◆ Textauszug

————————

Achtet auf das große Kennzeichen des echten Gebets: „Durch den Heiligen Geist.“ Die Saat der Andacht, die Gott angenehm ist, muss aus dem Vorratshause des Himmels stammen. Nur das Gebet, das von Gott kommt, steigt wieder zu Gott empor. Das Verlangen, das Er in eure Herzen schreibt, bewegt sein Herz und bringt einen Segen auf euch hernieder, aber des Fleisches Wünsche und Begehren haben keine Macht über Ihn.

————————

◆ Extrahierte Daten
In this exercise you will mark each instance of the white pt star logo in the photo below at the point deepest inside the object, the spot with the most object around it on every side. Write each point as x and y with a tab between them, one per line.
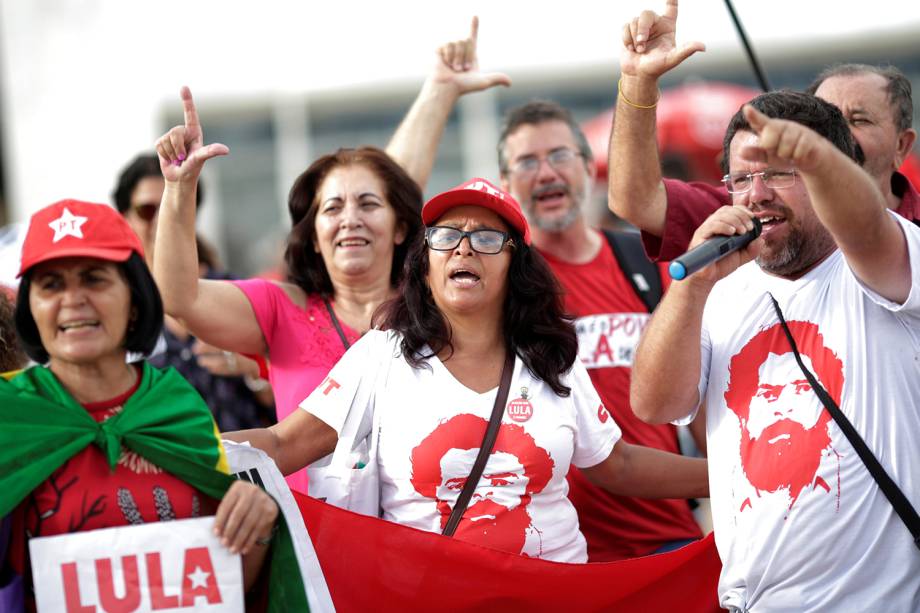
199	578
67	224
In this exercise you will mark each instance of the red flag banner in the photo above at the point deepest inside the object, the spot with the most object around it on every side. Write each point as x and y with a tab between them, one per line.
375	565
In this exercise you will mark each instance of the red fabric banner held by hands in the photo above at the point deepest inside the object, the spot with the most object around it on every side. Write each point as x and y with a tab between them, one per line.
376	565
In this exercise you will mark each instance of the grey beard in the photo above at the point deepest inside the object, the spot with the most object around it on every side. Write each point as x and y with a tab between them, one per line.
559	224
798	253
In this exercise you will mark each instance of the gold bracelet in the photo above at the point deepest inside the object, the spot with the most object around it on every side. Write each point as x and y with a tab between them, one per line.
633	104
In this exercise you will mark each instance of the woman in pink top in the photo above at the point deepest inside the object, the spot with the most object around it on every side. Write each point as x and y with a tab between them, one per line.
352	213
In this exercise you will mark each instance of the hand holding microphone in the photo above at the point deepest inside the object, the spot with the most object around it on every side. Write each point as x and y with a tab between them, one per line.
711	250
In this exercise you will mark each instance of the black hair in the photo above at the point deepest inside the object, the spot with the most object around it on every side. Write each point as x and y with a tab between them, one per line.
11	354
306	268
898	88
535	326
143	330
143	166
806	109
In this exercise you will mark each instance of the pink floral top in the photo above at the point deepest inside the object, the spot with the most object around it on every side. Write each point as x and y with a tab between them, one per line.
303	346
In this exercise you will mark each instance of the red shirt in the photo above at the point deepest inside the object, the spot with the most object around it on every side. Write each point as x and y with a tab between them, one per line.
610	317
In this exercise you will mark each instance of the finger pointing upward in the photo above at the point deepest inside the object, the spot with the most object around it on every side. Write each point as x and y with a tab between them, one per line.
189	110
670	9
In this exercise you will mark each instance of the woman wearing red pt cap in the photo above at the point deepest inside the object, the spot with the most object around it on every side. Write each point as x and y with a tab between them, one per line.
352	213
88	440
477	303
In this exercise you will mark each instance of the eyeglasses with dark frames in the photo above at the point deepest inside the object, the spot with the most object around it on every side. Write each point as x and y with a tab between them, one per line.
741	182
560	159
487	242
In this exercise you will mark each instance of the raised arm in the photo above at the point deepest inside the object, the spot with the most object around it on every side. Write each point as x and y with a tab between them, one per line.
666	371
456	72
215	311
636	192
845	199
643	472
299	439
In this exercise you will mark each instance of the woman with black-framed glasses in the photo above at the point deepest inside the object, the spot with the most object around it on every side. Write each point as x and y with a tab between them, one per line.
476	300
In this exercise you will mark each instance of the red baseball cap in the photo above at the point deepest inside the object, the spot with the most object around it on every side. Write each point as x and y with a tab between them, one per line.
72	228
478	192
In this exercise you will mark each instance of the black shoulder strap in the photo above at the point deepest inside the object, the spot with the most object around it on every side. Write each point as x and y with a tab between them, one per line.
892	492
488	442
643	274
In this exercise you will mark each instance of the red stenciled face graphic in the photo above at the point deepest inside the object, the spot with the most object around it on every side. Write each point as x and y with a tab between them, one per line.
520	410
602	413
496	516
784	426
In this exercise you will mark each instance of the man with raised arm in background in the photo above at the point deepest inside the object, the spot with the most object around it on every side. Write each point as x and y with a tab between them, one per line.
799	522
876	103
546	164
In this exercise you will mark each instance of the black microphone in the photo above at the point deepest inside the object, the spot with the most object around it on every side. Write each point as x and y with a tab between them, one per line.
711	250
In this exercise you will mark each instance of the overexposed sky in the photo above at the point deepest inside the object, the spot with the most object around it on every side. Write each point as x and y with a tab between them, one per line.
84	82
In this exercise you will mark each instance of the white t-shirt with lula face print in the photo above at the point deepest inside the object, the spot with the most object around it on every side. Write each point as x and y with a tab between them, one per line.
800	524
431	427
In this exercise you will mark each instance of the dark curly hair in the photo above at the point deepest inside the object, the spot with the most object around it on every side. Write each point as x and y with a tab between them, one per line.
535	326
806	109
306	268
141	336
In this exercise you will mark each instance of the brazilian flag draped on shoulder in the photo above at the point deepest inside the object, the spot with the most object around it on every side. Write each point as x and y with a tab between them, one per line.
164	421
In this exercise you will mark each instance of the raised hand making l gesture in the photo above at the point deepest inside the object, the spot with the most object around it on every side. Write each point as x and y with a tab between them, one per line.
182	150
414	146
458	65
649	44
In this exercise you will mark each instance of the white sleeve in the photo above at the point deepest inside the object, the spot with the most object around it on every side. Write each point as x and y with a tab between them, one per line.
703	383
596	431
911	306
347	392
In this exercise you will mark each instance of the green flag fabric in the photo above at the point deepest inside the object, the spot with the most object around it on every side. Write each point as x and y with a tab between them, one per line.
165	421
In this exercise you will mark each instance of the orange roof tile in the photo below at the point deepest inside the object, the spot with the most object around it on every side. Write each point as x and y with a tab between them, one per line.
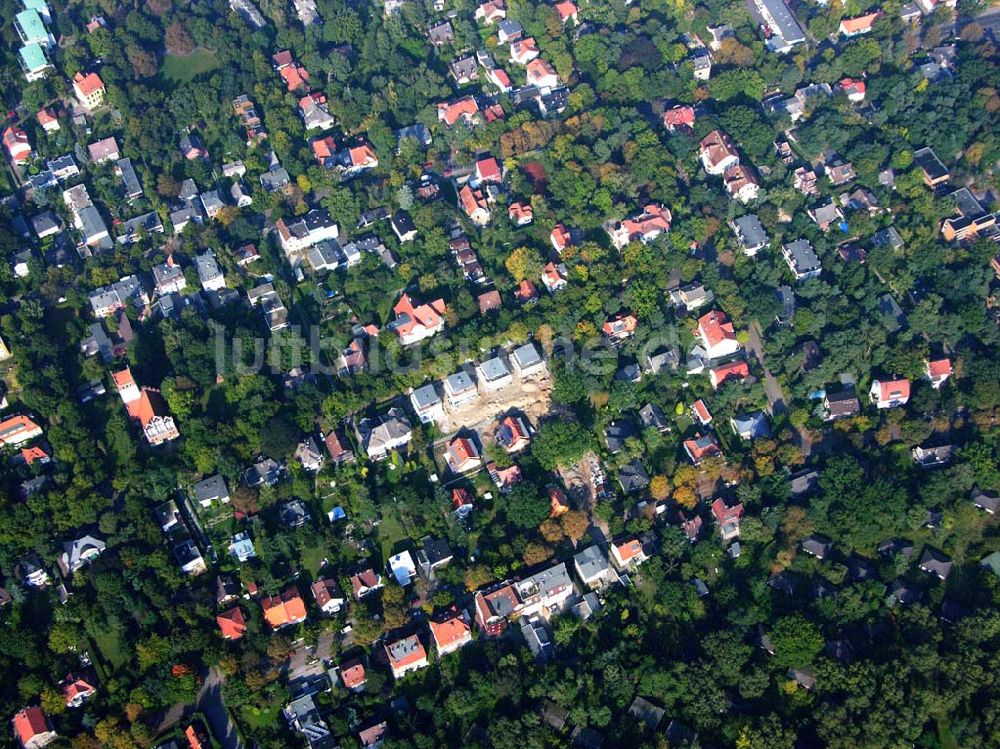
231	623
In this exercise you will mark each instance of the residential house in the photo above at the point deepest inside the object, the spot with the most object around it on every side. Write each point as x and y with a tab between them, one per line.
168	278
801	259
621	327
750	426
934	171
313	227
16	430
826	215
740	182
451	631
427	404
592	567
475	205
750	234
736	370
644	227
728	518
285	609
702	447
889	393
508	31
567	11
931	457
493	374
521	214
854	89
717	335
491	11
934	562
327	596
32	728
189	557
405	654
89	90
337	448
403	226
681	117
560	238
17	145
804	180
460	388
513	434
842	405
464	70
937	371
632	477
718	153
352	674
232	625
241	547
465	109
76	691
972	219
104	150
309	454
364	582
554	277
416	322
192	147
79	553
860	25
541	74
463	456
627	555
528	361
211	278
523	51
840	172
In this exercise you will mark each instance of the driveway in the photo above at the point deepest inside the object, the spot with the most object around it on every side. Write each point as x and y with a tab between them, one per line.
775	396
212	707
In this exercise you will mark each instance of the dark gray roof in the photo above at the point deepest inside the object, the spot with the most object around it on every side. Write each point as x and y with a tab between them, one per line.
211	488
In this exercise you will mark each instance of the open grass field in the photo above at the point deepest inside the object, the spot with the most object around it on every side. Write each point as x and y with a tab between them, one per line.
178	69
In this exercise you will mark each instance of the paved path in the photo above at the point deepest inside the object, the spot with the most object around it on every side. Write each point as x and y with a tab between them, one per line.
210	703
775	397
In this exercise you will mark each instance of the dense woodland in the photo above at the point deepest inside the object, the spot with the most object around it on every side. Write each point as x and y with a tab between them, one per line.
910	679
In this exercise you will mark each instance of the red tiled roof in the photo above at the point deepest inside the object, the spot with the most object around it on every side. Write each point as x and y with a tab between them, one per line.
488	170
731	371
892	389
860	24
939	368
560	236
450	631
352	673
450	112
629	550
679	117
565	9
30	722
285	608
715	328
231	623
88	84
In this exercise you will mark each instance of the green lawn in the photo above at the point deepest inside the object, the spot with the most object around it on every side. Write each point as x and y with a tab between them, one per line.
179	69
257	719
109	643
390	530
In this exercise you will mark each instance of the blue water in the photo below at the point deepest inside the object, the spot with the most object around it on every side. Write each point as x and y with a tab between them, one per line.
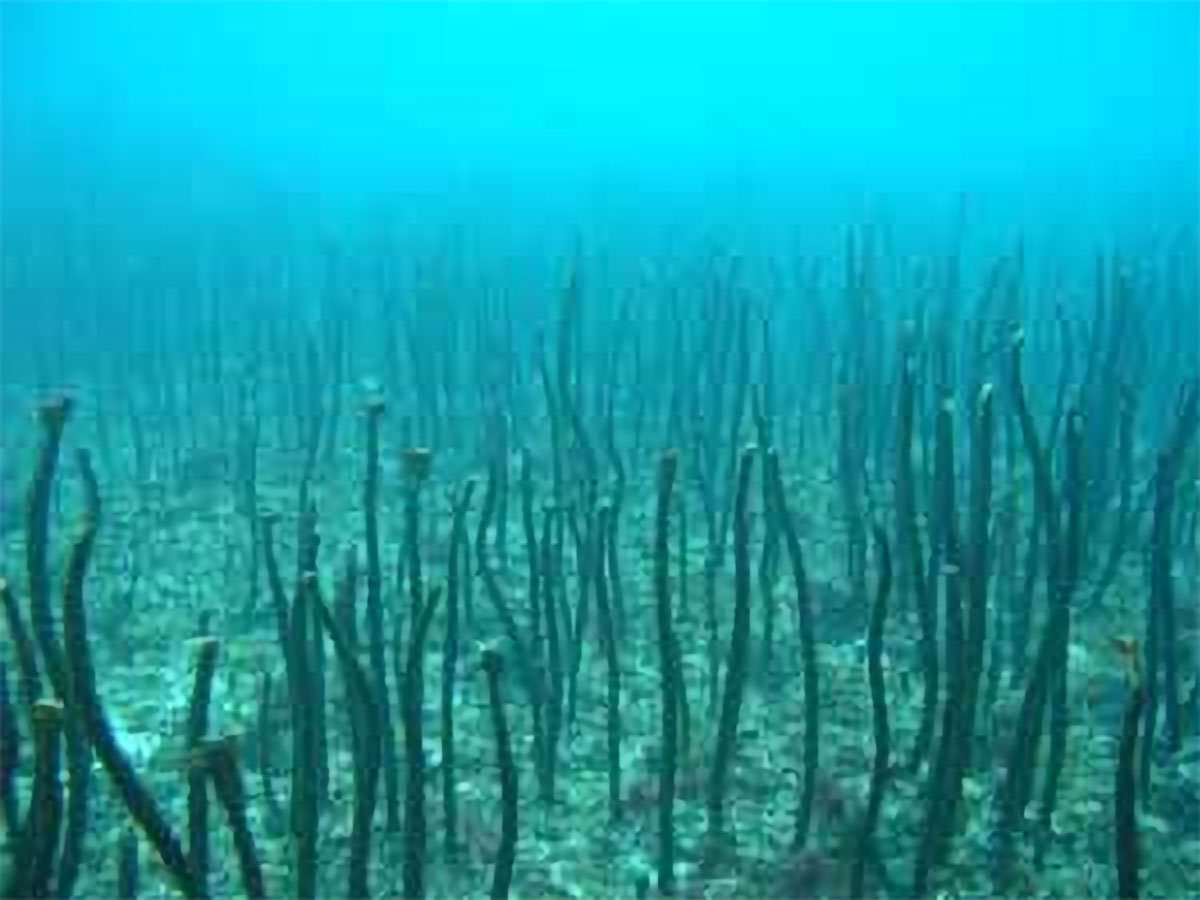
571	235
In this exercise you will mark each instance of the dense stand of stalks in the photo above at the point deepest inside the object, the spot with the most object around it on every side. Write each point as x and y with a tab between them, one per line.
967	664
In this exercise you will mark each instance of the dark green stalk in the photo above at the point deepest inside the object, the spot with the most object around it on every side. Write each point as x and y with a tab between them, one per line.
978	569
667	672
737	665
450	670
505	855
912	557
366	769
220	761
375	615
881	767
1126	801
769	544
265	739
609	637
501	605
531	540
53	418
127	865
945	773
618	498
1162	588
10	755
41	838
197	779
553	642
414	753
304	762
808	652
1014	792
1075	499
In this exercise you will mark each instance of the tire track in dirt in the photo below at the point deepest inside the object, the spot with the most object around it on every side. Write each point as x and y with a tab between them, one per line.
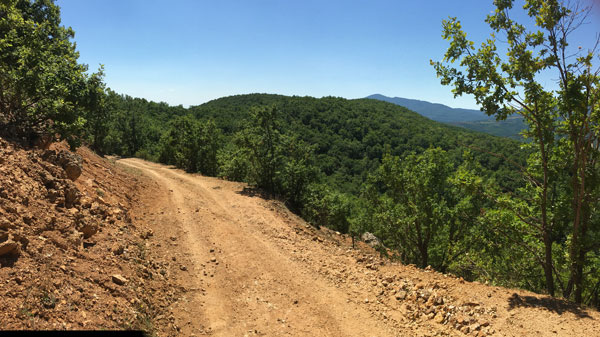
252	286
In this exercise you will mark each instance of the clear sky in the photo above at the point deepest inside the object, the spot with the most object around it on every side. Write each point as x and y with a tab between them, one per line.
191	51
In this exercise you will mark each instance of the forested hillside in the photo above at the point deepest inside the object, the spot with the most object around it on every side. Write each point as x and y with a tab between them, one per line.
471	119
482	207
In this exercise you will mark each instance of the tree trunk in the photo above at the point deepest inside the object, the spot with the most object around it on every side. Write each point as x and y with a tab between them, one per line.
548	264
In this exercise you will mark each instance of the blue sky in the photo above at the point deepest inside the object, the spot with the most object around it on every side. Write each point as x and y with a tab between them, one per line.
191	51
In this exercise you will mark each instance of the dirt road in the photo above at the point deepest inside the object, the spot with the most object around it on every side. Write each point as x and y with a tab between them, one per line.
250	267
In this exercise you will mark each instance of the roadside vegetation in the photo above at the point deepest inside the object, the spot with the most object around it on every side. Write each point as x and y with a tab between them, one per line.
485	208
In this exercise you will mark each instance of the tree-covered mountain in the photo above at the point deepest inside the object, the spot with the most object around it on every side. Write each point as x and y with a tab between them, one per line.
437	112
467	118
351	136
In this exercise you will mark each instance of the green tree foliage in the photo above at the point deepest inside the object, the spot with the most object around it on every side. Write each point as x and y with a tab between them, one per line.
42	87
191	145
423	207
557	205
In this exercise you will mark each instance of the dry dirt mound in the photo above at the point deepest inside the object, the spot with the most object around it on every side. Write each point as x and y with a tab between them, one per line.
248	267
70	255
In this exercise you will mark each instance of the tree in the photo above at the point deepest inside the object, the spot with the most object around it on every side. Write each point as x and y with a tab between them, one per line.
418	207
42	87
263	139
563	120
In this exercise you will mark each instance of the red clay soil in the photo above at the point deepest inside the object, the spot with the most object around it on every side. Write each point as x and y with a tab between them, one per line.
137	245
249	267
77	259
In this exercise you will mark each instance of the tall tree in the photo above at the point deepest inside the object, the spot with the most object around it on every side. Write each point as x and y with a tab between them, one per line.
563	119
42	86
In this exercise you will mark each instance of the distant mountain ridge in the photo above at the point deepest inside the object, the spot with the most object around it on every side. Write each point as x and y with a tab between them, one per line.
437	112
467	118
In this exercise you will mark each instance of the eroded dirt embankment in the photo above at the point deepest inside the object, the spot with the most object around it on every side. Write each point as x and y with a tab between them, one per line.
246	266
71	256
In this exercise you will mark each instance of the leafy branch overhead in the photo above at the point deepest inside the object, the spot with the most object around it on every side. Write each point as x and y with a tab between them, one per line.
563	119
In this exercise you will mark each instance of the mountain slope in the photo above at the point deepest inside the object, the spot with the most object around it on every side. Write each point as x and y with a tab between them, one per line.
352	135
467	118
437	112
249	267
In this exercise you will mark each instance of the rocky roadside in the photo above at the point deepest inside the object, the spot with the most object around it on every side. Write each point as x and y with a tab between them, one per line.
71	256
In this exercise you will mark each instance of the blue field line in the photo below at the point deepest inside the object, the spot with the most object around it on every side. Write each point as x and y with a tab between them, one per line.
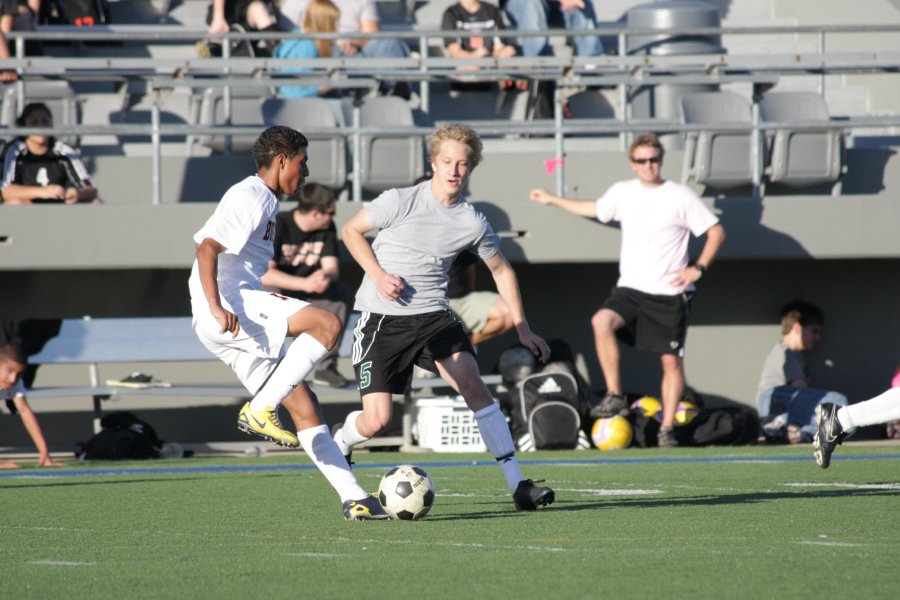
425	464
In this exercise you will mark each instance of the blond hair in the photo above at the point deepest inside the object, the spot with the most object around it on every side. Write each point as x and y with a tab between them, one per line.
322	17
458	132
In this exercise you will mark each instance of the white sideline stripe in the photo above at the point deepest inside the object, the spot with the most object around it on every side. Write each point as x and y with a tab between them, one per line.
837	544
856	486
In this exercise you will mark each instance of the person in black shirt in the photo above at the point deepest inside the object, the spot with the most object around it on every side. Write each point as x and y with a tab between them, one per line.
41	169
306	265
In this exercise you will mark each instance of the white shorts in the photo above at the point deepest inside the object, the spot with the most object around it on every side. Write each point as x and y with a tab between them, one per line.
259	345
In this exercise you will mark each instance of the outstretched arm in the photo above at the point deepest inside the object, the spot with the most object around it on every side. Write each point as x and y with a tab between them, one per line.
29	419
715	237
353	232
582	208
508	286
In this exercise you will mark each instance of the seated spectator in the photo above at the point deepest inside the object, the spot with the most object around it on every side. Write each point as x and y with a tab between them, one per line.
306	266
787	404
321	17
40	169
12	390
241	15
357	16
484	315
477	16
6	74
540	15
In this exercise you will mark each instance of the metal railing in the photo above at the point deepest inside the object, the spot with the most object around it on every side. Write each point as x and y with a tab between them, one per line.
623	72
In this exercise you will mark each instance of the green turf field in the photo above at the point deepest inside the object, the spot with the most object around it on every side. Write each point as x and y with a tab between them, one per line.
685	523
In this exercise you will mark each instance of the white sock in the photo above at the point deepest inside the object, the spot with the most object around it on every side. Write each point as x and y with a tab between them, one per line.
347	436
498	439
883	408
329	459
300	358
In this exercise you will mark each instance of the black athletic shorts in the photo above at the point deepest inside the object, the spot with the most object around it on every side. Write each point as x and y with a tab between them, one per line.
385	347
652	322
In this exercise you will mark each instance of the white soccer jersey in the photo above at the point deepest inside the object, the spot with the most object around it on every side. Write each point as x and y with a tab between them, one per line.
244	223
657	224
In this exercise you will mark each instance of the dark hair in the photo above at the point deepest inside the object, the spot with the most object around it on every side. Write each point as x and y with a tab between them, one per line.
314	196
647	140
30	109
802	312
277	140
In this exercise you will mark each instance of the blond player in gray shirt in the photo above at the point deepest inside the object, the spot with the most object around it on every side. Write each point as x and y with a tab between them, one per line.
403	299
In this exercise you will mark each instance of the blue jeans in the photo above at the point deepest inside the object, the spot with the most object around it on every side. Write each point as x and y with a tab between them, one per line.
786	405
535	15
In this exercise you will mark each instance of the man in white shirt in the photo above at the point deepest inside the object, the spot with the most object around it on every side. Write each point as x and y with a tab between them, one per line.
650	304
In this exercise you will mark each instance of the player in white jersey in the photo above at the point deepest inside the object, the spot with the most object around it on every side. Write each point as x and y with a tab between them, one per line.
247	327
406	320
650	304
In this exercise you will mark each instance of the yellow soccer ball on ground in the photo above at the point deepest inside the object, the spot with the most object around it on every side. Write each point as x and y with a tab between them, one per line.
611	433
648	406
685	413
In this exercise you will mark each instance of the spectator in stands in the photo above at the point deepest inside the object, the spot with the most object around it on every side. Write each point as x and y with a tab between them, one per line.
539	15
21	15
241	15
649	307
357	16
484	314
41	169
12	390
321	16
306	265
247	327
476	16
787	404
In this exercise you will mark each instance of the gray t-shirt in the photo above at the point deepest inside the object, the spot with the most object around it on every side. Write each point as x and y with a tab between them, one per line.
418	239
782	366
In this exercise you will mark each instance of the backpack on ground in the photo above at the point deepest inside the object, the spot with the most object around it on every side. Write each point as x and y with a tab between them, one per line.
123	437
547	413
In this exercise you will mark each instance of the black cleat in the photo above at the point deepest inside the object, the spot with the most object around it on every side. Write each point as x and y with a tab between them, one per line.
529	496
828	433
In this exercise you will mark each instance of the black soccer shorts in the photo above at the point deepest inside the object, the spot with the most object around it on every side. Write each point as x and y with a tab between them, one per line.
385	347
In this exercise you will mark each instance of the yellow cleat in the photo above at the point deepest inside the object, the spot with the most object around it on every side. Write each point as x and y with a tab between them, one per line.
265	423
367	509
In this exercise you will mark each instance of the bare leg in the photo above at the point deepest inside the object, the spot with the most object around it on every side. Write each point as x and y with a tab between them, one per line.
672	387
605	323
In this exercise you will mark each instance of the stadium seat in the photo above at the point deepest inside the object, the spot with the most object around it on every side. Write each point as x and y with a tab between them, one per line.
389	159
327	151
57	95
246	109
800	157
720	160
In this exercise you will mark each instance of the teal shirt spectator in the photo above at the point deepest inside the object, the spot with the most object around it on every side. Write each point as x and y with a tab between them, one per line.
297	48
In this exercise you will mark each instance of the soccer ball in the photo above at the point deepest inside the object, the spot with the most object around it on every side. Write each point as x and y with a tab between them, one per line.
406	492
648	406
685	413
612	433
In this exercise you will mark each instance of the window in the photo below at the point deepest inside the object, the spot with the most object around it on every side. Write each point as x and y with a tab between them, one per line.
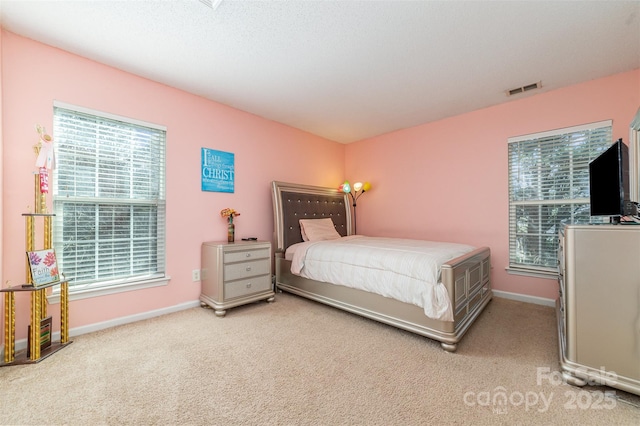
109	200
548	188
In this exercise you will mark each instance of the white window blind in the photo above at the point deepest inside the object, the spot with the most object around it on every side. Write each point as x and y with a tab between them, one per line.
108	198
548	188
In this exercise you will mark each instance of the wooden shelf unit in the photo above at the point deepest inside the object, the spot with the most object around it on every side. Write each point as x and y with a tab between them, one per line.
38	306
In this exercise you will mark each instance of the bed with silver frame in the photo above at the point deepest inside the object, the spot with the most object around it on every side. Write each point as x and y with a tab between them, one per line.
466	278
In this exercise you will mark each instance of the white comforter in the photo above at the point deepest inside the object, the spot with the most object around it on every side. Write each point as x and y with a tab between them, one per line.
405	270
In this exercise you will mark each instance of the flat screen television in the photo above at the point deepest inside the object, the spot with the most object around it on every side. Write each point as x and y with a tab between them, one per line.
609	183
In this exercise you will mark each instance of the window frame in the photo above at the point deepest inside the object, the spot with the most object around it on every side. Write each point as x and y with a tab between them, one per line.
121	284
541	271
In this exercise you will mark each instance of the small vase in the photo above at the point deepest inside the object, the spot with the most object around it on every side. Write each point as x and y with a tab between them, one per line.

————————

◆ Was zu tun ist
Was muss laut dem Textauszug über das Gebet aus dem Vorratshause des Himmels stammen? Die Zeilen spielen hierfür keine Rolle.

◆ Ergebnis der Übung
Die Saat der Andacht, die Gott angenehm ist.